■ **Tasks for this exercise**:
a: In the text about The Tubes, who is Quay Lewd?
b: Carry on the text about The Tubes, picking up after its final sentence.

■ **Text**:
■ ■ ■
Photo by Jorgen Angel/Redferns
The performing artists, cultural critics and punk rockers that make up The Tubes came together in 1972. Like many artists then and now, they uprooted from their homes in Arizona and planted themselves in the Bay Area in 1969 to be at the center of the counter culture. Quickly developing a reputation for their sharp satire, the band left no aspect of pop culture unscathed in their political, unpredictable, sometimes pornographic and highly self-aware live performances.
Their contempt for the music industry often came out in the form of Quay Lewd, the drugged-up, platform-wearing alter-ego of lead singer Fee Waybill. They mocked their fans, who they describe as white, privileged teens in what became one of their most popular singles, “White Punks On Dope.” And their hatred for consumerism and politics came out everywhere in between.
■ ■ ■
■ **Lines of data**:
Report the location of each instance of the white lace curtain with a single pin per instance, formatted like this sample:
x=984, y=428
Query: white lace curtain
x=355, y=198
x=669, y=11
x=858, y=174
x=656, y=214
■ ■ ■
■ **Results by task**:
a: Quay Lewd is the drugged-up, platform-wearing alter-ego of lead singer Fee Waybill.

b:
The band’s onstage antics were part cabaret and part rock show with costumes, skits, choreographed dance numbers and unorthodox instrumentation regularly worked into the mix. Within a couple of years, without an album to their name, they were packing night clubs like Bimbo’s and opening for legends such as Iggy Pop, New York Dolls and Zed Zeppelin. While The Tubes became internationally known for their 1980s hits, it was their the progressive, melodic punk from the mid-1970s that shook the city to its core.
The band’s first sold-out performance at Bill Graham’s Winterland Ballroom fell on December 31, 1975. That New Years Eve, the group churned out an hour and 45 minutes of punk anthems, leaving a blistering impression through their lyrics and theatrics rather than the abrasive instrumentation that most early punk bands were known for.
Twenty minutes in, The Tubes broke into “Proud To Be An American,” off of their yet to be released sophomore record, Young and Rich. Captured on film for all of modern pop culture to see, this performance shines an eerie but profound light on the parallels between 1975 and 2015.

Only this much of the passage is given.